Extracted text
-.-.-
British-American filmmaker Christopher Nolan has received many awards and honours throughout his career. He has been nominated for five Academy Awards, five British Academy Film Awards and five Golden Globe Awards. He was appointed Commander of the Order of the British Empire (CBE) in the 2019 New Year Honours for his services to film.

At the 2001 Sundance Film Festival, Nolan and his brother Jonathan won the Waldo Salt Screenwriting Award for Memento, and in 2003 Nolan received the Sonny Bono Visionary Award from the Palm Springs International Film Festival. Festival executive director Mitch Levine said, "Nolan had in his brief time as a feature film director, redefined and advanced the very language of cinema". He was named an Honorary Fellow of UCL in 2006, and conferred an honorary doctorate in literature (DLit) in 2017. In 2009, the director received the Board of the Governors Award from the American Society of Cinematographers. In 2011 Nolan received the Britannia Award for Artistic Excellence in Directing from the British Academy of Film and Television Arts and the ACE Golden Eddie Filmmaker of the Year Award from American Cinema Editors. That year he also received the Modern Master Award, the highest honour presented by the Santa Barbara International Film Festival. In addition, Nolan was the recipient of the inaugural VES Visionary Award from the Visual Effects Society.
-.-.-
(Raw records)
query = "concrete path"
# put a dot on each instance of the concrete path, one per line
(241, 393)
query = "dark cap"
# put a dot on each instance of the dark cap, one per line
-.-.-
Tasks to perform
A - Repeat the passage on Christopher Nolan's awards word for word, starting at "British-American filmmaker Christopher" and ending at "services to film.".
B - Answer these from the passage on Christopher Nolan's awards:
(i) In which year's New Year Honours was Nolan appointed CBE?
(ii) What award did Nolan and his brother Jonathan win at the 2001 Sundance Film Festival, and for which film?
(iii) Which organization presented Nolan with the Board of the Governors Award in 2009?

In response
A -
British-American filmmaker Christopher Nolan has received many awards and honours throughout his career. He has been nominated for five Academy Awards, five British Academy Film Awards and five Golden Globe Awards. He was appointed Commander of the Order of the British Empire (CBE) in the 2019 New Year Honours for his services to film.

B -
(i) The 2019 New Year Honours.
(ii) The Waldo Salt Screenwriting Award, for Memento.
(iii) The American Society of Cinematographers.